Source excerpt →
Sebastià Junyer Vidal's image, which is easily recognizable from his curly hair and handlebar moustache, pervades Picasso's work during this period, a testament to the close friendship that the two painters enjoyed. In 1903, Picasso painted a large canvas depicting Junyer Vidal seated at a café table alongside a bony prostitute, identified by the telltale red flower in her hair (Zervos, vol. 1, no. 174). He also portrayed his friend in an oil portrait on paper (Zervos, vol. 1, no. 214; Museu Picasso, Barcelona) and in at least twenty drawings, including a parody of Edouard Manet's Olympia (fig. 1; Zervos, vol. 6, no. 343). When Picasso left Barcelona for Paris in April 1904, it was Sebastià Junyer Vidal who accompanied him. The two shared a studio at the Bateau Lavoir for a few weeks, before Junyer Vidal returned to Barcelona and faded from Picasso's life.
The more than thirty drawings that Picasso made on the reverse of the Junyer Vidals' business cards run the gamut from depictions of the huddled, wretched souls that populate his Blue Period canvases to sardonic parodies of contemporary types and scenes of overt sexuality.
Femme nue au chien belongs to the sizable group of drawings with sexual themes that Picasso executed. These range from relatively chaste images of reclining female nudes such as the present lot (Zervos, vol. I, nos. 124-125, 128) to more graphic scenes, like one that depicts a naked woman in a contorted pose and an aging dandy whose bald head opens up into a vagina (see J. Richardson, A Life of Picasso, London, 1991, vol. I, p. 280). John Richardson, who dates the drawings to 1903, has written, "[This] group provides a microcosm of Picasso's sexual fantasies: some have a graffiti-like directness; others an adolescent prurience; the most revealing manifest a perversity and misogyny that anticipate the artist's surrealist chimeras of the 1930s" (ibid., p. 281). Likewise, Pierre Daix has commented, "There are a great many drawings which breathe physical pleasure and prowess: on the business cards of his friend Junyer Vidal and on every kind of paper, in ink, colored crayon, and watercolor. They constitute a regular theater of the erotic, whose daring is breathtaking for a period still so profoundly Victorian in outlook, and were not, in fact, made public until after the cultural revolution of the 1960s. They provide us with a dimension fundamental to an understanding of the 'blue' Picasso: sex—in all its experimental variety—must be recognized, because it is an important element in life and art" (Picasso, Life and Art, New York, 1993, p. 33).



(fig. 1) Pablo Picasso, Parodie de l’Olympia de Manet représentant Junyer et Picasso, 1901. Collection Junyer Vidal, Barcelona.

Information given →
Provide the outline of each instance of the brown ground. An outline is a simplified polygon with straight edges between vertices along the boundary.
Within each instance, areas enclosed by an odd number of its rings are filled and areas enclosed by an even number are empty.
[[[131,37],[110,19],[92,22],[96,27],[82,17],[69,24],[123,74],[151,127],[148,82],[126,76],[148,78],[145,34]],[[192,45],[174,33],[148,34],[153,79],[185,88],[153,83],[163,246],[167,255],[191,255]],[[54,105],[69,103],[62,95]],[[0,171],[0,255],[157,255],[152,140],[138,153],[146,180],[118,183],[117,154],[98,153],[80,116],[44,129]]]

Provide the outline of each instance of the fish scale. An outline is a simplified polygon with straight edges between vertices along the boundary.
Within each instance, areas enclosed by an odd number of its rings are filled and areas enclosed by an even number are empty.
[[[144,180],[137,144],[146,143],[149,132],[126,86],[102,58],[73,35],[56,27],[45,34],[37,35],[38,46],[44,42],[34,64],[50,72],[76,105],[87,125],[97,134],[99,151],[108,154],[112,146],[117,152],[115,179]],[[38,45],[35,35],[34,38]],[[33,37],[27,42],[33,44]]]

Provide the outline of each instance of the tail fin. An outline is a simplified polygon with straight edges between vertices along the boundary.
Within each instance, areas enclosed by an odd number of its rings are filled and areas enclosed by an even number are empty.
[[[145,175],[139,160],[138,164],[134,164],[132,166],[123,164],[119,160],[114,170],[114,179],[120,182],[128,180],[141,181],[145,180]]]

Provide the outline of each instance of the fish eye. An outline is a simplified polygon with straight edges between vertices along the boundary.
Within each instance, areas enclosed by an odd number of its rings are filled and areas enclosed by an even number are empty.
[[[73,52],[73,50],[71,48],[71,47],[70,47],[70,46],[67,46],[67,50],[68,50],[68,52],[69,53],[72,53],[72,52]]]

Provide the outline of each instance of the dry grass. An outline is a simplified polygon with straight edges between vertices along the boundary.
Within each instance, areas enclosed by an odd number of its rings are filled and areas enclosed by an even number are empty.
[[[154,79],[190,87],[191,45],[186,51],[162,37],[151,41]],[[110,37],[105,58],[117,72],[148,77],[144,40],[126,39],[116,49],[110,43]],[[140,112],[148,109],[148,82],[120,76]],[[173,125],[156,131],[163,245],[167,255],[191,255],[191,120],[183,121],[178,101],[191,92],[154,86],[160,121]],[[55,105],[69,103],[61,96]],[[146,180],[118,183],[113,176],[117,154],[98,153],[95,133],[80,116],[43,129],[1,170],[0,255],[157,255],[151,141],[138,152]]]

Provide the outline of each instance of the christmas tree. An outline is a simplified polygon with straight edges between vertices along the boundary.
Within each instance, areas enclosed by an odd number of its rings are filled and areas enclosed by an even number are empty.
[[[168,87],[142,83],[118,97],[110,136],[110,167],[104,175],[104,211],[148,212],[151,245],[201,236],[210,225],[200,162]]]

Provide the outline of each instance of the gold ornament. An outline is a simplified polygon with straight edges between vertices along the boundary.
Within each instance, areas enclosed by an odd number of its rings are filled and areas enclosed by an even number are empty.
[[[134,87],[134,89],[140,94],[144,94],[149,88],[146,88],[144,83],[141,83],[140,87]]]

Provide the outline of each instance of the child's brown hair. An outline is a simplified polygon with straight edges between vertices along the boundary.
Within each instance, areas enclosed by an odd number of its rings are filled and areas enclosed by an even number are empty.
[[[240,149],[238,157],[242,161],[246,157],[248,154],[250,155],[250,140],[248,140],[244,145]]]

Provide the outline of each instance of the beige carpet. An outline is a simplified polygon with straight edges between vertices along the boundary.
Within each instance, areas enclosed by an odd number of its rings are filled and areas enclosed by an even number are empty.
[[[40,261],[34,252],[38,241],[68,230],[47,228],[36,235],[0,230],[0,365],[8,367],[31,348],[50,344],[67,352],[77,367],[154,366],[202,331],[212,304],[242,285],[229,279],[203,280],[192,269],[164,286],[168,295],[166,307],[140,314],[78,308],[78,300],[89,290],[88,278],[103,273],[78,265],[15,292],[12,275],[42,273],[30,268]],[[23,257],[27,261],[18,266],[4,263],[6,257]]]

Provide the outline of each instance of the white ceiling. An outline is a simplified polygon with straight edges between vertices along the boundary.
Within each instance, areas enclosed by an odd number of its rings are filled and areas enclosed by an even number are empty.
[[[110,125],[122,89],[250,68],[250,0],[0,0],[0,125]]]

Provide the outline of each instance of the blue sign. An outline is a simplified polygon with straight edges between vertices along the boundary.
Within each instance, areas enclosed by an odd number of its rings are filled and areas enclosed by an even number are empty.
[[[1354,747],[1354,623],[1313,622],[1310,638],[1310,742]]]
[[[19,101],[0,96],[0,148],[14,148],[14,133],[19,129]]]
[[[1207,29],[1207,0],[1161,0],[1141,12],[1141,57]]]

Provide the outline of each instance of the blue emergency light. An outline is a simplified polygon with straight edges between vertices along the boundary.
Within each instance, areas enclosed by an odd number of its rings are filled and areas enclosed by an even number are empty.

Work to be completed → In the Picasso excerpt, who accompanied Picasso when he left Barcelona for Paris in April 1904?

Full response → Sebastià Junyer Vidal accompanied him.